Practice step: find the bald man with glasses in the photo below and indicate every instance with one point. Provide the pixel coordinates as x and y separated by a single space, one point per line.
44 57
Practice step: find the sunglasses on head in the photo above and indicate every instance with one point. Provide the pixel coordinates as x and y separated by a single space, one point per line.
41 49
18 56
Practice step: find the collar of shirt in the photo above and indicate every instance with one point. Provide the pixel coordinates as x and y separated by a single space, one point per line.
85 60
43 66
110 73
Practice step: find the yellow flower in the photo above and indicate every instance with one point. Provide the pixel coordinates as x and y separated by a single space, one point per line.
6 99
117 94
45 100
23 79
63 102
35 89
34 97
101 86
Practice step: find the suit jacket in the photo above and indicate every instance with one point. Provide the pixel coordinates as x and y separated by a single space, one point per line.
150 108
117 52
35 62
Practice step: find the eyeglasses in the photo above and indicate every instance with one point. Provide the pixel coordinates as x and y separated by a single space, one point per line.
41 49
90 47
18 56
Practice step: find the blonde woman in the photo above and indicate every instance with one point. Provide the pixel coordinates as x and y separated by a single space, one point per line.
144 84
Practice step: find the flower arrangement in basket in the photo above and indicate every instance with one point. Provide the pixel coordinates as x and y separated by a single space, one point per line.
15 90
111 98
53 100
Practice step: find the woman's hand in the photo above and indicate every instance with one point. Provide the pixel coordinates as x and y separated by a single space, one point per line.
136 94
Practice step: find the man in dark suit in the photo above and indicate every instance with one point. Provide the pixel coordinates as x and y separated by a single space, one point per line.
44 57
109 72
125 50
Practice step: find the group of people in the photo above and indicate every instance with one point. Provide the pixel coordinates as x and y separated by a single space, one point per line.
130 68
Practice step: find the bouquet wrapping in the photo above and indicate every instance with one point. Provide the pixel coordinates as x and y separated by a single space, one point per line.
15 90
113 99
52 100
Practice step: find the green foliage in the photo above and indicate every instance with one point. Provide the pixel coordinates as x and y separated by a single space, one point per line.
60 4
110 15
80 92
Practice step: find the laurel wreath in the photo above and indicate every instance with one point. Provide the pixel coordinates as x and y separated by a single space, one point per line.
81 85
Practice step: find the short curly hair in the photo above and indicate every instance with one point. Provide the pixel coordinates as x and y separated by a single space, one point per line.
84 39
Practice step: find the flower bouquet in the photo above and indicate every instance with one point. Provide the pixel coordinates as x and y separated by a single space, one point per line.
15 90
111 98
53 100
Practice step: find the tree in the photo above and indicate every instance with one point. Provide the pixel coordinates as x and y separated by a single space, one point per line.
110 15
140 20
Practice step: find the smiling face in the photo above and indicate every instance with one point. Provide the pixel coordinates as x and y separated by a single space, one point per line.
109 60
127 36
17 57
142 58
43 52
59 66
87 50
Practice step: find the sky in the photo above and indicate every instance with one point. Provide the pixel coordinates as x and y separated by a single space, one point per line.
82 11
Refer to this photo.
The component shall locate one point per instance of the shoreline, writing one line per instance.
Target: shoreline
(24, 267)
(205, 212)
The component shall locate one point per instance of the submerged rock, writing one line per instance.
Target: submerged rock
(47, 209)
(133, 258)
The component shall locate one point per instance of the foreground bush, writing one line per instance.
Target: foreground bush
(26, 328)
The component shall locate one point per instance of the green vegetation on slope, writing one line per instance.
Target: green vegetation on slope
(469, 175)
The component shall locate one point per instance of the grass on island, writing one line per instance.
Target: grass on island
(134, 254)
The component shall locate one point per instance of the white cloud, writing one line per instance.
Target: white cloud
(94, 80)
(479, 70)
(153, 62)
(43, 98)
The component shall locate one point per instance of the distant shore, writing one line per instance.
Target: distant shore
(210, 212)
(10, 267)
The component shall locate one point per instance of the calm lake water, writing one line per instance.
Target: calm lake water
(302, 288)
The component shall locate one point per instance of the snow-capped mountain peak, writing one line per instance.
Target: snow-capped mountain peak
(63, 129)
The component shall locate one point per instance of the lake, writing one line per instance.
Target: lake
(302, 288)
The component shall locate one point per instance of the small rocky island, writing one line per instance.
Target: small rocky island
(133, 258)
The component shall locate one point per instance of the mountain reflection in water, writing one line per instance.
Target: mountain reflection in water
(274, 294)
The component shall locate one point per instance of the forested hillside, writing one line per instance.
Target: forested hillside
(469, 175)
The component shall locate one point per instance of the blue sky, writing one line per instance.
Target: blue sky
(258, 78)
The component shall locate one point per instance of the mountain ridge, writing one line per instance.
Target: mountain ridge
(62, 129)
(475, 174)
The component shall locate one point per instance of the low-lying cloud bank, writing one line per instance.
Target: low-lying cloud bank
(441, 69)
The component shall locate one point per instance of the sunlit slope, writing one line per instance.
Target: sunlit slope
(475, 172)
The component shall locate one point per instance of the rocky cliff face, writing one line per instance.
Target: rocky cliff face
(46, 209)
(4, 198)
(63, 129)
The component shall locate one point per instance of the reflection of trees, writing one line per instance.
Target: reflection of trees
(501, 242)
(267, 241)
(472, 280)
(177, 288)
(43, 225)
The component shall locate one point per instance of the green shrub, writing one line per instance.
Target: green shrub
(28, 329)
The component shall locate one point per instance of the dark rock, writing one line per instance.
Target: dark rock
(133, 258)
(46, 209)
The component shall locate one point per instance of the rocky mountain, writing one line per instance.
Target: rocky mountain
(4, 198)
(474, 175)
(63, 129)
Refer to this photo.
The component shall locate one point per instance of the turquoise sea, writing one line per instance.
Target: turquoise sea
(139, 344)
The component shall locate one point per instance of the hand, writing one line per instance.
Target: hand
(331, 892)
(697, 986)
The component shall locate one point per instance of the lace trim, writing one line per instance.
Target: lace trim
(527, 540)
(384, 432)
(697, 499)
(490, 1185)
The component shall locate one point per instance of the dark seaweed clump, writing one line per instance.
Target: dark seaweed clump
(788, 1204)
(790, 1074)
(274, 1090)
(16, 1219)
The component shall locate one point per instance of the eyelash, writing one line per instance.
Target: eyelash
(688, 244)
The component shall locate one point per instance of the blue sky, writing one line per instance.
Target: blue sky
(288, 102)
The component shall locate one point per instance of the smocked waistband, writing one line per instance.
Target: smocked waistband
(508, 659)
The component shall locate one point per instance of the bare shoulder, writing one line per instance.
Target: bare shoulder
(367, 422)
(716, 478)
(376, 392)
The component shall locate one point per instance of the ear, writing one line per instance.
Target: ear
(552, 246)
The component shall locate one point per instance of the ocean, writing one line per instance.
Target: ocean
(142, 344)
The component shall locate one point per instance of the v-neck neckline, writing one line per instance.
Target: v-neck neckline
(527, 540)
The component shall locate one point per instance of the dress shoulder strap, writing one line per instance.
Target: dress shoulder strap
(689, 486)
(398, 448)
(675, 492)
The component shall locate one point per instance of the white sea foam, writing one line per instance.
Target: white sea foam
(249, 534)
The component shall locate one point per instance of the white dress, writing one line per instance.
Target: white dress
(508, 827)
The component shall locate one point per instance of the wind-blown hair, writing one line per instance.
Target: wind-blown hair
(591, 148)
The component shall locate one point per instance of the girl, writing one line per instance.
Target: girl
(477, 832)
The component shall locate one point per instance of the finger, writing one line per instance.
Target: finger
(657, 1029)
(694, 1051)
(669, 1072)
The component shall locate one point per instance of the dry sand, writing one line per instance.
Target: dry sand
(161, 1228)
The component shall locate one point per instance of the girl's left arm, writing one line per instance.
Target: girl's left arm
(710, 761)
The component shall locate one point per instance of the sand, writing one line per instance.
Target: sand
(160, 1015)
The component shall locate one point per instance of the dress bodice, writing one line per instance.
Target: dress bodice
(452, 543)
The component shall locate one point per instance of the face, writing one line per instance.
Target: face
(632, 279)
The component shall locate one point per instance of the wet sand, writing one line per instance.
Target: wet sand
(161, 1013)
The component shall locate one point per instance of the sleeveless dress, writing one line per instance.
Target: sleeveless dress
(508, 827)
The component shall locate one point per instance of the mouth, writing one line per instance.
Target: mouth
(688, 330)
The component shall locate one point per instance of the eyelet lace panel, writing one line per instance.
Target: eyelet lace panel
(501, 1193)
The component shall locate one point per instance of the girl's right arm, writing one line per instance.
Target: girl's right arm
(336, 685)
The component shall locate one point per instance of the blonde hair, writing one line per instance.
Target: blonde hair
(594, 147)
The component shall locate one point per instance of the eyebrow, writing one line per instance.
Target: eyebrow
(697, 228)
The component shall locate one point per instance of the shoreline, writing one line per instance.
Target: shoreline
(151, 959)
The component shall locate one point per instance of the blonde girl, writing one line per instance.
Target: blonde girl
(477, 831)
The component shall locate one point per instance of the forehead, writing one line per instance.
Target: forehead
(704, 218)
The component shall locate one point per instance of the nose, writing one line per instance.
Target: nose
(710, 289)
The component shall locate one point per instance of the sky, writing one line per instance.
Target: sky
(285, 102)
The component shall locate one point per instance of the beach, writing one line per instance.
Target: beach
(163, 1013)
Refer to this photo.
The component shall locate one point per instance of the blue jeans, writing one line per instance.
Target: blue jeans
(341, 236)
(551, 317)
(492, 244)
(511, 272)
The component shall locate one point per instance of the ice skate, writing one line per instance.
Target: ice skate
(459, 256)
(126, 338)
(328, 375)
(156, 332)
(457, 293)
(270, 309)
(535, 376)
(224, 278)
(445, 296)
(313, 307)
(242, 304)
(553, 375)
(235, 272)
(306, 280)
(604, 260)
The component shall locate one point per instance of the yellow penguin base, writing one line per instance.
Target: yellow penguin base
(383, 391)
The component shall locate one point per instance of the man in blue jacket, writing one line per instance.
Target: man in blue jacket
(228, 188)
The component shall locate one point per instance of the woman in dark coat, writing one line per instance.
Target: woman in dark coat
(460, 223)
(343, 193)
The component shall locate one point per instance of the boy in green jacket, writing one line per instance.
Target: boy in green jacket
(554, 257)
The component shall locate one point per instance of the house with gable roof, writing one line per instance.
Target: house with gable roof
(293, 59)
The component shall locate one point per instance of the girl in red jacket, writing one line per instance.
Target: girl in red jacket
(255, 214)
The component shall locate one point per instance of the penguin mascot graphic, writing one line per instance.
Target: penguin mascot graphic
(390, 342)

┄┄┄┄┄┄┄┄┄┄┄┄┄┄┄┄┄┄┄┄

Nothing before the line containing "The component shall locate one point per instance of the woman" should be repeated; repeat that line and all later lines through the end of the data above, exactly.

The component shall locate one point per instance of the woman in dark coat, writing one line per instance.
Target: woman in dark coat
(460, 223)
(343, 193)
The component shall locate one point per instance of the boy in green jacket, writing one line per instance.
Target: boy in green jacket
(554, 257)
The component shall locate one point per instance of the house with gable roof, writing one line per instance.
Target: house with gable roof
(293, 59)
The component shall locate one point per instance of the girl in red jacket, writing one line per instance.
Target: girl in red jacket
(255, 214)
The component shall locate one point per instance of the penguin mascot graphic, writing one line per instance.
Target: penguin mascot graphic
(390, 342)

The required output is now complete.